**元の文書:**

►

オーストラリアで離婚するにあたって良くあるご相談Q&A

弁護士に相談するタイミング

Q. どのタイミングで弁護士に相談したらいいのでしょうか?弁護士に相談する前にまずは自分で問題の解決にあたった方がいいのでしょうか?
A. 離婚案件では、別れ話を切り出す前の段階で弁護士に相談して準備を行うほうが全体的に見て得をするというケースが殆どです。  大抵、問題を先送りにすることで選択肢は狭まってしまうものですし、その後の人生を大きく左右するであろう取り決めは、各々の状況と選択肢を十分に理解した上で行うべきです。  

私の個人的な意見となりますが、離婚問題は虫歯のようなもので、ある一線を越えてしまったら、一時的に痛みが引くことはあっても、なかなか抜本的な問題は自然に解決しないように思います。  ご自身で問題を解決できるかどうかについては私の判断の及ぶところでは無いのですが、見通しが立たず、選択肢が解らない中で話を進めるのは苦しいものですし、ご自身の権利(養育費や財産分与の相場など含む)を理解していないと取り返しの付かない形で話が進んでしまうこともあります。 財産分与の話し合いは、どの段階で開始されても問題はありませんが、一度話し合いが決裂するとやり直しがきかない場合が多く、また、本来請求できるものを見落としたまま進んでしまったり、問題がややこしくなるケースが多いように思います。  その結果、問題解決にあたって発生する時間や労力などが増えてしまうのであれば、最初から弁護士と打ち合わせておくのが賢い選択です。

◄

**作業指示:**
[a] 上の文書の要点を2文でまとめてください。
[b] データの行のうち、「In this exercise you will locate the man's」を含む行から始め、「point(547, 504)」を含む行までを一字一句変えずに引用せよ。
上の文書とこの後に続くデータの行とは、内容上まったく関係がない。

コレクションから抽出したデータ:
►

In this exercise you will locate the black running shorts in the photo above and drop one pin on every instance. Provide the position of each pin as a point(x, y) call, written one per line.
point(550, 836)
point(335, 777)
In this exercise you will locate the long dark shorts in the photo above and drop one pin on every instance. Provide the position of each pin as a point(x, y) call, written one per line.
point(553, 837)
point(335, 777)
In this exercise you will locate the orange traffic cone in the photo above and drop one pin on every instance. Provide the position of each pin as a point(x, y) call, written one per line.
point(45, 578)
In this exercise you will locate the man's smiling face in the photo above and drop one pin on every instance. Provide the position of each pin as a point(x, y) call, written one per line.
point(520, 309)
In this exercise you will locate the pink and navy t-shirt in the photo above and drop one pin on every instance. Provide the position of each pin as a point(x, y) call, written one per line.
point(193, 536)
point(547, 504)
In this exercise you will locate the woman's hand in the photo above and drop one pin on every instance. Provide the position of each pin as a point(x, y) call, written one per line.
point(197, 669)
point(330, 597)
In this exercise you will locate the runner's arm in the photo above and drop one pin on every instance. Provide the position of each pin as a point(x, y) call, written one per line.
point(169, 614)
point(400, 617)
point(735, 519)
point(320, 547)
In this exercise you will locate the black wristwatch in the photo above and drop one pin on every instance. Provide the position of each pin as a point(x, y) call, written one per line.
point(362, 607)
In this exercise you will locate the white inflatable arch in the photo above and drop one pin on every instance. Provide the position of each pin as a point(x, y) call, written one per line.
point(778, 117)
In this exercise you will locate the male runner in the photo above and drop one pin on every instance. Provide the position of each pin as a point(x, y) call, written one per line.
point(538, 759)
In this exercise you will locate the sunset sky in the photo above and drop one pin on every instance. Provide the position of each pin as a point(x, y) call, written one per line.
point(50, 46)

◄
►

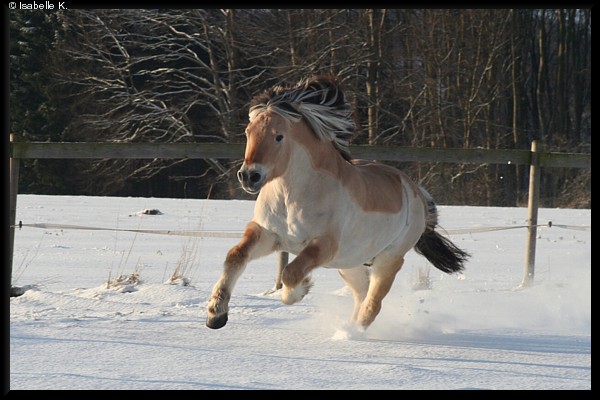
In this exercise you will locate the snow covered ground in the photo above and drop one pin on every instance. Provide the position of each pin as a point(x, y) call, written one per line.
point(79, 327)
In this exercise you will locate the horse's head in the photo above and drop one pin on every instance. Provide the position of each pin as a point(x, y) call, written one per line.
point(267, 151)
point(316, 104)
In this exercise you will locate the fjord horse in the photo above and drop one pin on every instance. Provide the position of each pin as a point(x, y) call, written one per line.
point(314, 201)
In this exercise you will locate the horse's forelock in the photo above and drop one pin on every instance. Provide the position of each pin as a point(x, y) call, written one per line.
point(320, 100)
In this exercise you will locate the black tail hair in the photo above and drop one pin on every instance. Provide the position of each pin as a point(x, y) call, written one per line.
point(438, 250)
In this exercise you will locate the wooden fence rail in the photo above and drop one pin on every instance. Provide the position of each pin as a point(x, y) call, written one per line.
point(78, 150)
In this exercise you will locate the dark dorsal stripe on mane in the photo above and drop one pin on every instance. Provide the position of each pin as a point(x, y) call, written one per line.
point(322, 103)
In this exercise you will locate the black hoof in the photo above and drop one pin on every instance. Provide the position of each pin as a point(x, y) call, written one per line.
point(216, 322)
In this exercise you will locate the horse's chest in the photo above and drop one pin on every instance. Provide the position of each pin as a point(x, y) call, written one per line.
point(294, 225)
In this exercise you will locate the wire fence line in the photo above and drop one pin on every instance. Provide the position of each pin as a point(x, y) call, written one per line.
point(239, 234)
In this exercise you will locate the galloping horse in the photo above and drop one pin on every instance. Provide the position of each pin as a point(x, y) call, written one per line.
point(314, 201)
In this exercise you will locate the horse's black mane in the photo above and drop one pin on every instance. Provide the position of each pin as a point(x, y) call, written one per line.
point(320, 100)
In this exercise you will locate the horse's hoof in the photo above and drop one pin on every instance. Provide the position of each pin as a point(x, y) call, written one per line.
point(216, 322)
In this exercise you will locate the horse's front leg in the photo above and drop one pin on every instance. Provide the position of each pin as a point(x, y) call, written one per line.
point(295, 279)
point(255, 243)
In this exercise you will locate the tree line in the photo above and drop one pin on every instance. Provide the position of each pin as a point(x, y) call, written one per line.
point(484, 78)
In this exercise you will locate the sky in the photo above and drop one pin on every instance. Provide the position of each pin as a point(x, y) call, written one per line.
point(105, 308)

◄

**解答:**
[a] 離婚案件では、別れ話を切り出す前の段階で弁護士に相談して準備するほうが、ほとんどの場合全体として得になる。自分の権利を理解しないまま話を進めると取り返しのつかない形になったり、財産分与で本来請求できるものを見落としたりしやすいため、最初から弁護士と打ち合わせておくのが賢い選択だとされている。

[b]
In this exercise you will locate the man's smiling face in the photo above and drop one pin on every instance. Provide the position of each pin as a point(x, y) call, written one per line.
point(520, 309)
In this exercise you will locate the pink and navy t-shirt in the photo above and drop one pin on every instance. Provide the position of each pin as a point(x, y) call, written one per line.
point(193, 536)
point(547, 504)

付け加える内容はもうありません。